* **EXERCISE PROMPT**
Extract each line of the entries below that contains the word "negative".

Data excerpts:
-- Opening Marker --

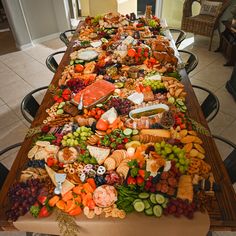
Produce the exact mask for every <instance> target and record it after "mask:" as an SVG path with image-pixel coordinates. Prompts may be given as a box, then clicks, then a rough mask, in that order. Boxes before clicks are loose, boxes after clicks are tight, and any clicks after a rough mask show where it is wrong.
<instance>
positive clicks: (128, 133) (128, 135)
mask: <svg viewBox="0 0 236 236" xmlns="http://www.w3.org/2000/svg"><path fill="white" fill-rule="evenodd" d="M132 132H133V130H132V129H129V128H127V129H125V130H124V131H123V133H124V135H126V136H129V135H131V134H132Z"/></svg>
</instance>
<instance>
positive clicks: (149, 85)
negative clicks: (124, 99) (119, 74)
mask: <svg viewBox="0 0 236 236" xmlns="http://www.w3.org/2000/svg"><path fill="white" fill-rule="evenodd" d="M142 83H143V85H144V86H150V87H151V88H152V90H153V91H161V90H166V87H165V85H164V84H163V83H162V82H161V81H160V80H151V79H145V80H144V81H143V82H142Z"/></svg>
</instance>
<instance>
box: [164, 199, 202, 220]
mask: <svg viewBox="0 0 236 236" xmlns="http://www.w3.org/2000/svg"><path fill="white" fill-rule="evenodd" d="M196 210H197V209H196V206H195V204H194V203H189V202H188V201H187V200H182V199H178V198H177V199H174V198H172V199H170V200H169V202H168V204H167V208H165V209H164V212H163V213H164V215H174V216H175V217H180V216H181V215H184V216H186V217H187V218H188V219H192V218H193V215H194V212H195V211H196Z"/></svg>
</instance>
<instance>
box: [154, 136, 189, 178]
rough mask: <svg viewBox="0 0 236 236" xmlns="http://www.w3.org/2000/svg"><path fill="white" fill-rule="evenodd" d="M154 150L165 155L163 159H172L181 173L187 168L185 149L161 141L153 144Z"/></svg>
mask: <svg viewBox="0 0 236 236" xmlns="http://www.w3.org/2000/svg"><path fill="white" fill-rule="evenodd" d="M155 151H156V152H157V153H158V154H159V155H162V156H163V157H165V159H167V160H170V161H174V162H175V166H176V167H177V168H178V169H179V171H180V172H181V173H182V174H183V173H185V171H186V170H187V169H188V164H189V160H188V159H187V158H186V156H185V150H184V149H181V148H179V147H177V146H176V145H171V144H169V143H166V142H165V141H162V142H161V143H156V144H155Z"/></svg>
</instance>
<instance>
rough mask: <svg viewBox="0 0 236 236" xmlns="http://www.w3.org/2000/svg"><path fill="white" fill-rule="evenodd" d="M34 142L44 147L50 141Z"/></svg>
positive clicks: (49, 144) (49, 143)
mask: <svg viewBox="0 0 236 236" xmlns="http://www.w3.org/2000/svg"><path fill="white" fill-rule="evenodd" d="M35 144H36V145H38V146H40V147H46V146H48V145H50V142H48V141H37V142H36V143H35Z"/></svg>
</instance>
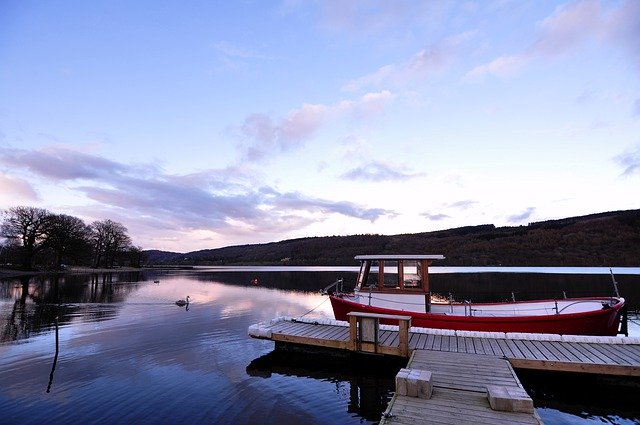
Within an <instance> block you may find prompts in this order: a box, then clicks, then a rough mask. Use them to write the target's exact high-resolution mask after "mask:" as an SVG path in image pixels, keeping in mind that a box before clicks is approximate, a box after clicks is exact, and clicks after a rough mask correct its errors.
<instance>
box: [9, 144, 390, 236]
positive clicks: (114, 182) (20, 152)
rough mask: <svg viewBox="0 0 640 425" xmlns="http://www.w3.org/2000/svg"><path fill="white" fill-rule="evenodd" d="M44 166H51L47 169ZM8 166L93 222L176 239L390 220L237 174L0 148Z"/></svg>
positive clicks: (240, 170) (11, 180)
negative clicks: (120, 221) (348, 219)
mask: <svg viewBox="0 0 640 425" xmlns="http://www.w3.org/2000/svg"><path fill="white" fill-rule="evenodd" d="M46 160H52V161H53V164H52V165H47V164H46ZM20 161H22V162H20ZM78 161H82V162H83V164H79V163H78ZM7 165H9V166H11V167H12V168H15V169H22V171H23V172H28V173H30V174H32V175H34V176H36V177H39V178H42V179H53V180H54V181H55V182H56V183H57V184H58V185H62V187H65V188H67V189H68V190H69V191H71V192H76V193H80V194H82V195H84V196H85V197H86V198H88V199H90V200H92V201H94V202H95V204H94V206H93V207H80V208H79V210H84V211H87V212H90V213H91V214H92V215H93V217H92V218H93V219H102V218H104V215H105V214H109V216H110V218H111V217H112V216H113V215H116V216H117V217H123V218H124V221H125V224H126V223H127V222H128V221H132V222H135V223H139V222H141V221H142V222H146V223H147V225H149V223H155V224H154V226H155V227H157V229H171V230H172V231H173V232H192V231H208V232H221V231H224V232H225V233H228V232H230V231H231V232H240V233H242V232H244V234H245V236H247V235H251V234H253V235H256V232H260V234H263V233H264V232H273V233H280V234H281V233H283V232H285V233H286V232H291V231H294V230H297V229H302V228H304V227H305V226H307V225H309V224H312V223H315V222H319V221H323V220H325V219H326V218H327V216H328V215H331V214H339V215H342V216H345V217H351V218H356V219H361V220H368V221H375V220H377V219H378V218H380V217H381V216H384V215H393V214H394V213H393V212H392V211H389V210H384V209H378V208H367V207H363V206H361V205H357V204H354V203H352V202H348V201H340V200H338V201H334V200H329V199H321V198H314V197H309V196H305V195H303V194H300V193H297V192H296V193H291V192H289V193H281V192H279V191H278V190H277V189H275V188H272V187H269V186H261V185H260V184H256V181H255V179H254V178H253V177H252V176H250V175H245V174H243V172H242V170H240V169H239V168H234V167H230V168H227V169H222V170H209V171H203V172H199V173H195V174H185V175H177V174H168V173H165V172H164V171H163V170H161V169H159V168H157V167H154V166H150V165H145V164H141V165H140V164H138V165H134V166H132V165H127V164H123V163H118V162H114V161H110V160H107V159H104V158H102V157H99V156H95V155H89V154H84V153H80V152H74V151H71V150H69V149H61V148H46V149H43V150H40V151H29V150H19V149H12V150H8V149H4V150H3V149H0V166H7ZM92 166H93V167H97V170H94V169H92ZM58 167H59V168H61V169H62V170H64V171H60V170H58V169H57V168H58ZM5 187H8V188H10V189H11V190H13V191H18V192H20V193H21V194H22V195H24V196H26V197H27V198H29V197H31V198H32V199H35V197H36V195H35V191H33V189H32V188H31V187H30V186H29V184H28V183H26V182H25V181H22V180H19V179H15V178H12V177H10V176H7V175H4V174H0V188H3V189H4V188H5ZM3 193H5V191H4V190H3ZM71 213H73V212H71ZM95 214H101V215H98V216H95ZM153 217H156V218H153ZM157 217H161V219H158V218H157Z"/></svg>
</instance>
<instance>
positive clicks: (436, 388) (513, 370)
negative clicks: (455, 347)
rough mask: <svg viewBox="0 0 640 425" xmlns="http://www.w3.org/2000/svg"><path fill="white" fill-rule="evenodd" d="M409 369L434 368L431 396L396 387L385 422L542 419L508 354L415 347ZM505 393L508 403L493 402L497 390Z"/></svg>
mask: <svg viewBox="0 0 640 425" xmlns="http://www.w3.org/2000/svg"><path fill="white" fill-rule="evenodd" d="M407 368H408V369H409V370H426V371H429V372H430V373H431V376H432V379H431V380H432V386H433V390H432V395H431V396H430V397H429V398H420V397H415V396H413V395H408V394H404V395H403V394H399V393H398V392H396V394H394V396H393V398H392V399H391V401H390V402H389V406H388V407H387V410H386V411H385V412H384V413H383V415H382V420H381V422H380V424H381V425H383V424H385V425H391V424H416V423H424V422H425V418H428V422H429V423H433V424H460V423H473V424H497V423H509V424H539V423H541V421H540V418H539V417H538V415H537V414H536V413H535V411H534V409H533V401H532V400H531V398H530V397H529V395H528V394H527V393H526V391H525V389H524V388H523V387H522V384H521V383H520V380H519V379H518V377H517V376H516V374H515V372H514V370H513V368H512V367H511V366H510V364H509V362H508V361H507V360H506V359H503V358H499V357H495V356H486V355H479V354H466V353H445V352H442V351H428V350H416V351H414V353H413V355H412V357H411V360H410V361H409V363H408V365H407ZM396 380H397V378H396ZM488 389H489V390H488ZM490 391H491V393H490ZM501 392H502V393H508V395H509V402H508V403H506V404H503V406H496V405H494V406H493V407H492V401H494V400H495V397H496V396H495V394H494V393H501ZM492 395H493V397H494V399H493V400H492V399H491V396H492ZM514 401H515V404H514ZM494 407H495V409H494Z"/></svg>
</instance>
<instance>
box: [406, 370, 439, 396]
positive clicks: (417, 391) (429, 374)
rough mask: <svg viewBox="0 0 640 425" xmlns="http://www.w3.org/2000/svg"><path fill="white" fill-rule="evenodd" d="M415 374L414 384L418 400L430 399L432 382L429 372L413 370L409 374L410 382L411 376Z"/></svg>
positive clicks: (431, 389)
mask: <svg viewBox="0 0 640 425" xmlns="http://www.w3.org/2000/svg"><path fill="white" fill-rule="evenodd" d="M412 374H415V375H417V376H416V382H417V394H416V396H417V397H418V398H425V399H429V398H431V394H433V380H432V379H431V372H429V371H428V370H421V369H414V370H412V371H411V373H410V374H409V379H410V380H411V379H412V377H411V375H412Z"/></svg>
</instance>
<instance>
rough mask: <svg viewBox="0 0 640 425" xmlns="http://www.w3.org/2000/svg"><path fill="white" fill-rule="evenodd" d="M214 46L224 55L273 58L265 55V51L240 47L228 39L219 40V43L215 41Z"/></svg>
mask: <svg viewBox="0 0 640 425" xmlns="http://www.w3.org/2000/svg"><path fill="white" fill-rule="evenodd" d="M212 47H213V48H214V49H215V50H216V51H217V52H219V53H220V54H222V55H224V56H228V57H232V58H241V59H271V57H270V56H268V55H265V54H263V53H260V52H257V51H254V50H250V49H246V48H243V47H239V46H237V45H235V44H233V43H230V42H228V41H219V42H217V43H213V44H212Z"/></svg>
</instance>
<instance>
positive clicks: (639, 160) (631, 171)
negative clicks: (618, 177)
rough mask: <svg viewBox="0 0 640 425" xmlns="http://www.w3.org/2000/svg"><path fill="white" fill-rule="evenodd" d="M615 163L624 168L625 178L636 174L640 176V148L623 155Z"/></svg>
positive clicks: (616, 160) (639, 146)
mask: <svg viewBox="0 0 640 425" xmlns="http://www.w3.org/2000/svg"><path fill="white" fill-rule="evenodd" d="M614 161H615V162H616V163H617V164H618V165H619V166H620V167H622V169H623V171H622V175H623V176H631V175H633V174H636V173H638V174H640V146H637V147H636V148H635V149H632V150H628V151H626V152H623V153H621V154H620V155H618V156H616V157H615V158H614Z"/></svg>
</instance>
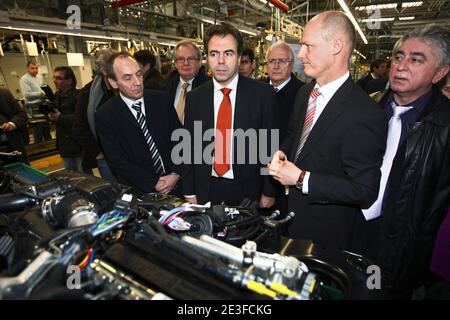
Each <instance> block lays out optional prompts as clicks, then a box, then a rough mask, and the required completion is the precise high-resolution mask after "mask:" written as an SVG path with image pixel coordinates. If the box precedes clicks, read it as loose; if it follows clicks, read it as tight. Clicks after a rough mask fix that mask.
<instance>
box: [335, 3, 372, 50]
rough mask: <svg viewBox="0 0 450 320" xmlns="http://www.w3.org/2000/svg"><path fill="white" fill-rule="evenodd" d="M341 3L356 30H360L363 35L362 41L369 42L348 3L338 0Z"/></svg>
mask: <svg viewBox="0 0 450 320" xmlns="http://www.w3.org/2000/svg"><path fill="white" fill-rule="evenodd" d="M338 2H339V4H340V5H341V8H342V10H344V12H345V14H346V15H347V17H349V19H350V21H351V22H352V23H353V26H354V27H355V28H356V31H358V33H359V35H360V36H361V39H362V41H363V42H364V43H365V44H367V43H368V42H367V39H366V36H365V35H364V33H363V32H362V30H361V27H360V26H359V24H358V22H356V20H355V17H354V16H353V14H352V13H351V12H350V9H349V8H348V6H347V4H346V3H345V1H344V0H338Z"/></svg>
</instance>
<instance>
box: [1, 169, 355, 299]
mask: <svg viewBox="0 0 450 320" xmlns="http://www.w3.org/2000/svg"><path fill="white" fill-rule="evenodd" d="M11 185H12V191H13V192H10V193H7V194H2V195H1V196H0V213H1V214H0V299H72V298H73V299H94V300H97V299H221V300H223V299H277V300H311V299H330V298H351V297H352V292H354V290H353V289H352V285H351V282H352V276H349V275H347V274H346V273H345V271H343V268H342V267H339V266H337V267H336V266H331V265H330V267H329V268H323V265H327V263H326V262H323V263H322V268H317V270H318V271H320V272H315V271H314V270H312V269H311V268H310V267H309V266H308V264H309V263H310V262H312V261H313V262H314V263H310V264H311V265H318V264H319V265H320V263H317V260H318V259H316V260H314V259H312V258H311V257H309V258H308V257H306V256H305V261H306V260H308V259H309V260H308V263H305V262H304V261H302V258H301V255H298V254H297V253H298V252H297V253H295V252H293V254H292V255H286V254H280V253H278V252H271V251H270V250H272V249H270V250H269V249H265V244H267V243H275V242H277V241H279V240H280V239H281V237H280V235H279V232H278V230H279V227H280V226H281V225H283V224H284V223H286V222H288V221H289V220H290V219H291V218H292V216H293V214H291V215H289V216H288V217H287V218H285V219H281V220H279V219H278V212H274V213H272V214H271V215H270V216H267V217H264V216H261V215H260V214H259V213H258V211H257V209H255V208H254V207H252V205H251V204H250V203H243V204H242V205H241V206H239V207H228V206H226V205H225V204H223V205H220V206H212V207H211V206H209V205H205V206H197V205H190V204H186V203H184V202H183V201H181V200H180V199H178V198H175V197H172V196H165V195H160V194H149V195H145V196H143V197H136V196H135V195H133V194H128V193H127V188H125V187H124V186H121V185H117V184H113V183H110V182H106V181H104V180H102V179H99V178H95V177H92V176H89V175H84V174H80V173H74V172H70V171H63V172H59V173H55V174H52V175H50V176H49V177H48V178H47V179H46V180H44V181H42V182H41V183H37V184H33V185H28V186H23V185H20V184H14V183H12V184H11ZM267 248H269V247H267ZM344 260H345V259H344ZM344 269H345V268H344ZM334 273H335V274H334ZM330 292H331V293H333V294H330ZM336 292H337V294H336Z"/></svg>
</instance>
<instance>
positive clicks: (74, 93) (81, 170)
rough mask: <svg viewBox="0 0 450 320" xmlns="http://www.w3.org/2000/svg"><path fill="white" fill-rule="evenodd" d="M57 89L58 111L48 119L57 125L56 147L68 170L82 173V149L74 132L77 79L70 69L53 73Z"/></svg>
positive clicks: (58, 67)
mask: <svg viewBox="0 0 450 320" xmlns="http://www.w3.org/2000/svg"><path fill="white" fill-rule="evenodd" d="M53 82H54V83H55V87H56V90H57V91H56V98H55V105H56V107H57V109H54V112H50V113H49V114H48V117H49V118H50V120H52V121H54V122H55V124H56V146H57V147H58V150H59V153H60V154H61V158H62V159H63V161H64V167H65V168H66V169H70V170H75V171H80V172H81V171H82V170H83V169H82V166H81V148H80V145H79V144H78V143H77V142H76V141H75V138H74V136H73V132H72V126H73V120H74V117H75V107H76V105H77V95H78V93H77V89H76V85H77V79H76V78H75V74H74V73H73V70H72V69H71V68H70V67H66V66H62V67H56V68H55V70H54V73H53Z"/></svg>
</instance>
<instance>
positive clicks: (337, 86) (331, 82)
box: [314, 71, 350, 101]
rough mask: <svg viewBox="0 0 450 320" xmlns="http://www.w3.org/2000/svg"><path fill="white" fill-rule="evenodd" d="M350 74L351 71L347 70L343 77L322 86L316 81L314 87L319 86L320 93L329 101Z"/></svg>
mask: <svg viewBox="0 0 450 320" xmlns="http://www.w3.org/2000/svg"><path fill="white" fill-rule="evenodd" d="M349 76H350V72H349V71H347V72H346V73H345V74H344V75H343V76H342V77H340V78H338V79H336V80H333V81H331V82H329V83H327V84H326V85H324V86H322V87H319V85H318V84H317V83H316V85H315V86H314V88H319V91H320V94H321V95H322V96H323V97H324V98H325V100H326V101H329V100H330V99H331V98H332V97H333V95H334V94H335V93H336V91H337V90H338V89H339V88H340V87H341V86H342V85H343V84H344V82H345V81H346V80H347V78H348V77H349Z"/></svg>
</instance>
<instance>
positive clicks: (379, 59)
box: [370, 59, 387, 72]
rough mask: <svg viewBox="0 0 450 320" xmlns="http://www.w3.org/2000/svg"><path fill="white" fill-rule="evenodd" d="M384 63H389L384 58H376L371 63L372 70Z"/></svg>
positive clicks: (376, 68)
mask: <svg viewBox="0 0 450 320" xmlns="http://www.w3.org/2000/svg"><path fill="white" fill-rule="evenodd" d="M383 63H386V65H387V62H386V60H383V59H376V60H374V61H373V62H372V63H371V64H370V72H373V71H374V70H375V68H376V69H378V68H379V67H380V66H381V65H382V64H383Z"/></svg>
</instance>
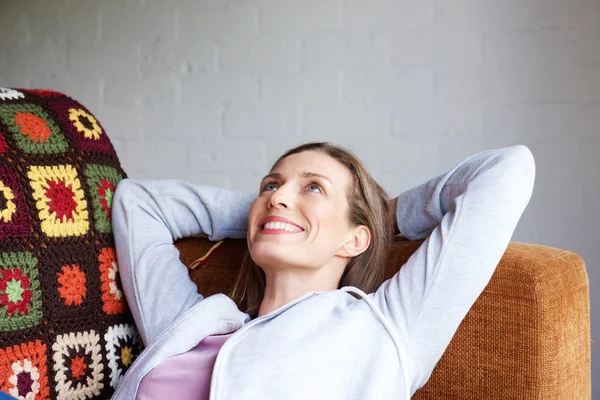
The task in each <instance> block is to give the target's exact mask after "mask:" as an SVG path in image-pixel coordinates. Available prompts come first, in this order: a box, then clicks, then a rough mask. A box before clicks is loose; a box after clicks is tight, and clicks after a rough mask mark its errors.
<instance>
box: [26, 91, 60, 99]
mask: <svg viewBox="0 0 600 400" xmlns="http://www.w3.org/2000/svg"><path fill="white" fill-rule="evenodd" d="M21 90H22V91H23V92H25V93H30V94H32V95H34V96H38V97H42V98H53V97H65V95H64V94H62V93H61V92H57V91H56V90H52V89H21Z"/></svg>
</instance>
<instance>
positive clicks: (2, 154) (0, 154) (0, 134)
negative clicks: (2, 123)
mask: <svg viewBox="0 0 600 400" xmlns="http://www.w3.org/2000/svg"><path fill="white" fill-rule="evenodd" d="M6 149H8V145H7V144H6V139H4V135H2V134H1V133H0V156H1V155H4V154H6Z"/></svg>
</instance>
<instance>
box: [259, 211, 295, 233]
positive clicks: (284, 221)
mask: <svg viewBox="0 0 600 400" xmlns="http://www.w3.org/2000/svg"><path fill="white" fill-rule="evenodd" d="M303 231H304V229H303V228H302V227H300V226H299V225H298V224H296V223H294V222H292V221H290V220H289V219H287V218H284V217H280V216H276V215H271V216H269V217H266V218H265V219H264V220H263V221H262V223H261V229H260V233H262V234H265V235H285V234H293V233H299V232H303Z"/></svg>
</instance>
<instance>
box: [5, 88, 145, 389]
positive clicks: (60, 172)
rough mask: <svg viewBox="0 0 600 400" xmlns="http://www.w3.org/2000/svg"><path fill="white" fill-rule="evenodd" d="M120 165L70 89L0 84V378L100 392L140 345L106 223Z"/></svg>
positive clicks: (123, 368) (140, 350)
mask: <svg viewBox="0 0 600 400" xmlns="http://www.w3.org/2000/svg"><path fill="white" fill-rule="evenodd" d="M125 177H126V175H125V172H124V171H123V170H122V168H121V165H120V163H119V159H118V158H117V155H116V153H115V151H114V149H113V147H112V144H111V142H110V140H109V138H108V136H107V135H106V133H105V131H104V129H103V128H102V125H101V124H100V122H99V121H98V120H97V119H96V118H95V117H94V116H93V114H92V113H91V112H90V111H89V110H87V109H86V108H85V107H84V106H82V105H81V104H79V103H78V102H77V101H75V100H73V99H71V98H69V97H68V96H65V95H63V94H62V93H59V92H55V91H52V90H26V89H0V390H2V391H4V392H7V393H10V394H12V395H13V396H15V397H19V396H20V397H19V398H35V399H46V398H79V399H94V398H98V399H107V398H109V397H110V396H111V394H112V393H113V391H114V389H115V387H116V385H117V383H118V381H119V379H120V378H121V377H122V376H123V374H124V373H125V371H126V370H127V368H128V367H129V366H130V365H131V363H132V362H133V360H134V359H135V357H136V355H137V354H139V352H140V351H141V341H140V340H139V337H138V334H137V331H136V329H135V325H134V323H133V318H132V316H131V314H130V312H129V310H128V308H127V302H126V300H125V296H124V294H123V292H122V288H121V284H120V280H119V274H118V265H117V263H116V259H115V250H114V243H113V237H112V230H111V223H110V217H111V202H112V195H113V193H114V190H115V187H116V185H117V183H118V182H119V181H120V180H121V179H123V178H125ZM31 392H33V393H35V396H33V395H29V396H28V393H31Z"/></svg>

-- Closing Marker --

* **RESPONSE TO THE TASK**
negative clicks: (124, 99) (119, 74)
negative clicks: (120, 221) (348, 219)
negative clicks: (455, 347)
negative clicks: (618, 177)
negative clicks: (2, 123)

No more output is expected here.